WORK INSTRUCTIONS: Only the run of lines from the one containing "# point at: window (one per instance)" through the last line should be returned, exactly as written.

RECORDS FOR PROCESSING:
>>>

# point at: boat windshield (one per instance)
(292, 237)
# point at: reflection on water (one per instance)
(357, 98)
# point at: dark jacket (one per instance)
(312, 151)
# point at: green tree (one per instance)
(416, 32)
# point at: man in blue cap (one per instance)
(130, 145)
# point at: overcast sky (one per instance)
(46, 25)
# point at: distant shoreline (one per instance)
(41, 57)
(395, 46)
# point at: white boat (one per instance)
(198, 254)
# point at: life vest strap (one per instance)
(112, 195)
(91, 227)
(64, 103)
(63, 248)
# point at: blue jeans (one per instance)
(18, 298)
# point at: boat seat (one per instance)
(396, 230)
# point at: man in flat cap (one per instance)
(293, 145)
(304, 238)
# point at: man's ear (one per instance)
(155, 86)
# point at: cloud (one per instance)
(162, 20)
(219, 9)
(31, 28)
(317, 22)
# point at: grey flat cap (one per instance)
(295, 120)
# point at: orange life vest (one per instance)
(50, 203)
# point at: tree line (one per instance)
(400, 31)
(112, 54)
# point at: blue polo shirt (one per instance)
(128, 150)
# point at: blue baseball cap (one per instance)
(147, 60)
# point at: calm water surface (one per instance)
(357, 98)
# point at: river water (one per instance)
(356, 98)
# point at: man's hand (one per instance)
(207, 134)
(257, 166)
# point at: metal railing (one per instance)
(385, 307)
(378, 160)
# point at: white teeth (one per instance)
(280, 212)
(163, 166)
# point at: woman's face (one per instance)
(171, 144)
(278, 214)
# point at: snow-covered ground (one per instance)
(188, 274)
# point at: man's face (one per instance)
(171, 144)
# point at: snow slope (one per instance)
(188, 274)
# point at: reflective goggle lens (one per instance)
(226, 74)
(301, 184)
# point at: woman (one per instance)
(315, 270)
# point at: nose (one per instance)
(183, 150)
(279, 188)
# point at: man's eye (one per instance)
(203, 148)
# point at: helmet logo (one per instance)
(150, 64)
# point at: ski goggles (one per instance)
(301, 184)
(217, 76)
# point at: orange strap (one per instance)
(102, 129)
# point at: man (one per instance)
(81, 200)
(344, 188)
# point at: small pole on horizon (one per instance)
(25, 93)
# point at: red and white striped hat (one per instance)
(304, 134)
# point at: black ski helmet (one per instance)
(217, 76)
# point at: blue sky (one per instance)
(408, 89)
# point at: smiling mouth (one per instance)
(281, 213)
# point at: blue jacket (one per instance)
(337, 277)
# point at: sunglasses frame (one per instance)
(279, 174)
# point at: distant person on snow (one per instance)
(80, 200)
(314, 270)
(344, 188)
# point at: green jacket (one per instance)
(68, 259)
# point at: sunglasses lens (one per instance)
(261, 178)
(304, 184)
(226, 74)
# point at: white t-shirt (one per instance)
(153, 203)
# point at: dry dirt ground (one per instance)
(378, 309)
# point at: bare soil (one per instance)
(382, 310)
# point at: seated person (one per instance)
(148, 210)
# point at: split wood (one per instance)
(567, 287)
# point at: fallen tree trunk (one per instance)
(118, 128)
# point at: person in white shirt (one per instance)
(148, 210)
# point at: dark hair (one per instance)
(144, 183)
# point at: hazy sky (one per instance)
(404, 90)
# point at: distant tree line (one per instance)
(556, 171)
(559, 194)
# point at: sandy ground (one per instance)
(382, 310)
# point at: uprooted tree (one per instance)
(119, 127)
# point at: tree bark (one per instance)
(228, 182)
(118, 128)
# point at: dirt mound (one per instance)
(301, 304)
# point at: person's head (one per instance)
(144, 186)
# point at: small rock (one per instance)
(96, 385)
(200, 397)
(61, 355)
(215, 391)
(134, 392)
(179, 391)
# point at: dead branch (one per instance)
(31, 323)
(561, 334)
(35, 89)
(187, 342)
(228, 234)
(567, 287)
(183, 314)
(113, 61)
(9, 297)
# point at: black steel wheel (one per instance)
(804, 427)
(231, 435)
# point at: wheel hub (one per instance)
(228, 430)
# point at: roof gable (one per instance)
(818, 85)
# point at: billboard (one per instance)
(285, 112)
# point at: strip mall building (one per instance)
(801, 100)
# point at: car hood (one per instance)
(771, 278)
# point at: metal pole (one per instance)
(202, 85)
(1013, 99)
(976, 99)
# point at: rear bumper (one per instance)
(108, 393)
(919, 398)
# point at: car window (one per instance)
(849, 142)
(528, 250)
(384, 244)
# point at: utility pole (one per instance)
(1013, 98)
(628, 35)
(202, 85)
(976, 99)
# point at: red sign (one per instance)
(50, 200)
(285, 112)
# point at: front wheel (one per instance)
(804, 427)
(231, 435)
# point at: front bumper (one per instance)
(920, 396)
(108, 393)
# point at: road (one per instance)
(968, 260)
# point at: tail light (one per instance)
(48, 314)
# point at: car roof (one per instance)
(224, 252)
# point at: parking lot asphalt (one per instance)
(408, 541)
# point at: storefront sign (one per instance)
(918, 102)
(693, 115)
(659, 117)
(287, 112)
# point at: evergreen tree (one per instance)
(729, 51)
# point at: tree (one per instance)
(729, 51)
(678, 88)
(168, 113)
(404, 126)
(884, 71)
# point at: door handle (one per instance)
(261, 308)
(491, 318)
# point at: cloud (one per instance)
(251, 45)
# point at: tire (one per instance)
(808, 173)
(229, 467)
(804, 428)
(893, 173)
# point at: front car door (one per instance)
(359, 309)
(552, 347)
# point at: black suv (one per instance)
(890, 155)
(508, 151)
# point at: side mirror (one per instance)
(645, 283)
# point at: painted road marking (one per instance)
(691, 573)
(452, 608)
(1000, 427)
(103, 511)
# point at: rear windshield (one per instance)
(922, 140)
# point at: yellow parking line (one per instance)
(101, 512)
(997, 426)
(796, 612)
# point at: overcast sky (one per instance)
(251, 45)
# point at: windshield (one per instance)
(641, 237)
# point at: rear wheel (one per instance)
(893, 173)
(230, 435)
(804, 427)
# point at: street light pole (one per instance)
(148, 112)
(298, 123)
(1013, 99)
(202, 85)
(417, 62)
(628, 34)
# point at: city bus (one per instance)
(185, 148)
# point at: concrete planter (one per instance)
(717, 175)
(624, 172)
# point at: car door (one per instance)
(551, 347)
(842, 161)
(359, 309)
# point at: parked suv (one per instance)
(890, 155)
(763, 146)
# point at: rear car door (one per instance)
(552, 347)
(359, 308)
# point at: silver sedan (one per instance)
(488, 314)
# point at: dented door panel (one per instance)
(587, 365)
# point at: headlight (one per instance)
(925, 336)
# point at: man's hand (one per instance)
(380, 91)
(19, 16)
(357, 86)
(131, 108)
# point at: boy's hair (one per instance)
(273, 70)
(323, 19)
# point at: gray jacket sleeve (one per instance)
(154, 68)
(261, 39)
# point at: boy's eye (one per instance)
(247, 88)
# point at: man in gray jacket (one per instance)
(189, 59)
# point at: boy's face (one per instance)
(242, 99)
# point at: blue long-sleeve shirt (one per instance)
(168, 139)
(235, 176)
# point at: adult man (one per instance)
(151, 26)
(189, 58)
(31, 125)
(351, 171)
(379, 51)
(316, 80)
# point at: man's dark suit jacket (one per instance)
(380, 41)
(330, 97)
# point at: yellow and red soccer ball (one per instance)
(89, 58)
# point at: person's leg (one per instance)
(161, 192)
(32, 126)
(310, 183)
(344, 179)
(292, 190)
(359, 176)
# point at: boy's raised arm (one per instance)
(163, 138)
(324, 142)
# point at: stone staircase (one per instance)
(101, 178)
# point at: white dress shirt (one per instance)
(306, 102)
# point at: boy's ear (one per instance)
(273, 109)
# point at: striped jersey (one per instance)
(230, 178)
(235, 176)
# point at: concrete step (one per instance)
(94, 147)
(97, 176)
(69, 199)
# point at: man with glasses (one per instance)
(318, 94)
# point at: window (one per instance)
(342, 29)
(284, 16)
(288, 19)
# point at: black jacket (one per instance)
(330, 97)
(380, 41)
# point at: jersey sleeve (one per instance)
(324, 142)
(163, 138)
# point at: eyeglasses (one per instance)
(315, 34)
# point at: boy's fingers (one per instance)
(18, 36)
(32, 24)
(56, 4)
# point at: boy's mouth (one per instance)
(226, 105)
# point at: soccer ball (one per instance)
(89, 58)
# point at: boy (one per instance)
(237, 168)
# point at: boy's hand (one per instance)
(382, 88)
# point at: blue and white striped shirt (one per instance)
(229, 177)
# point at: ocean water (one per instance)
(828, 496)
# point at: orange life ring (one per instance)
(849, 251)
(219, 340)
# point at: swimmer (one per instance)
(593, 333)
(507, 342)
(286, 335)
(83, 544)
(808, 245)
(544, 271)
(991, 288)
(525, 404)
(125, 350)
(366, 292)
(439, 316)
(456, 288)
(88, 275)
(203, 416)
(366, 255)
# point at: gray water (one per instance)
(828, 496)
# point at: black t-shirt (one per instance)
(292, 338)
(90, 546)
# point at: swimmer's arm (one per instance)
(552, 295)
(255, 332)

<<<

CORRECT RESULT:
# point at: window (one per instance)
(342, 29)
(284, 16)
(288, 19)
# point at: black jacket (one per instance)
(330, 97)
(380, 41)
# point at: jersey sleeve (one per instance)
(324, 142)
(163, 138)
# point at: eyeglasses (one per instance)
(315, 34)
# point at: boy's fingers (one per instance)
(18, 36)
(32, 24)
(56, 4)
# point at: boy's mouth (one per instance)
(226, 105)
# point at: soccer ball (one per instance)
(89, 58)
# point at: boy (one per instance)
(237, 168)
# point at: boy's hand (one per instance)
(382, 88)
# point at: blue and white striped shirt (one per instance)
(229, 177)
# point at: ocean water (one per instance)
(828, 496)
# point at: orange life ring (one per instance)
(849, 251)
(219, 340)
# point at: swimmer (one per instance)
(593, 333)
(507, 342)
(286, 335)
(83, 544)
(808, 245)
(544, 271)
(991, 288)
(525, 404)
(125, 350)
(366, 292)
(439, 316)
(456, 288)
(88, 275)
(203, 416)
(366, 255)
# point at: gray water (one per instance)
(828, 496)
# point at: black t-shirt (one per instance)
(292, 338)
(90, 546)
# point at: swimmer's arm (one per instance)
(552, 295)
(255, 332)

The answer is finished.